Problem to work on: List the lines of the data below as a JSON array of strings, one string per line and no blank lines, starting at the line that contains "We need ground-truth boxes for gold" and ending at the line that contains "[755,342,796,382]".

[Dataset entries]
+-------+
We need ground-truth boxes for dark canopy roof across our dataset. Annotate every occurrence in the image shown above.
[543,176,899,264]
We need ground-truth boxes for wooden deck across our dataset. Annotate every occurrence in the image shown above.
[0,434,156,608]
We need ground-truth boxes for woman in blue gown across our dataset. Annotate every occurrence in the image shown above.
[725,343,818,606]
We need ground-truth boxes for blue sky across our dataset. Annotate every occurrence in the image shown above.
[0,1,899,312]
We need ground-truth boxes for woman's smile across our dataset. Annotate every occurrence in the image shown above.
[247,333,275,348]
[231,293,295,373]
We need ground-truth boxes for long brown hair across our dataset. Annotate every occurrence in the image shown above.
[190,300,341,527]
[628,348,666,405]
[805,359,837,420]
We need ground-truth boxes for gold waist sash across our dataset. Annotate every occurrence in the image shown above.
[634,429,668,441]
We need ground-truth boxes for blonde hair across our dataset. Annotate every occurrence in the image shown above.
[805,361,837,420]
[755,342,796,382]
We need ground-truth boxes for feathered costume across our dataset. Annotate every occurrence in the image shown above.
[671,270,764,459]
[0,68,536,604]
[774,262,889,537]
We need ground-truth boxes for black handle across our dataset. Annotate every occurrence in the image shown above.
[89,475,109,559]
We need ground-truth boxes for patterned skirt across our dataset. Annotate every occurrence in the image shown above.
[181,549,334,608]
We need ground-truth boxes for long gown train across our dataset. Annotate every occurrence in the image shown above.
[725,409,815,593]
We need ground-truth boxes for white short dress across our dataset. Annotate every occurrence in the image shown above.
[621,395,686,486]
+-------+
Full answer:
[
  "We need ground-truth boxes for gold waist sash across our dataset. Annotate every occurrence in the image shown above.",
  "[634,429,668,441]",
  "We need ground-truth boxes for blonde hair across our dataset. Annotate every occurrence in the image shown above.",
  "[805,361,837,420]",
  "[755,342,796,382]"
]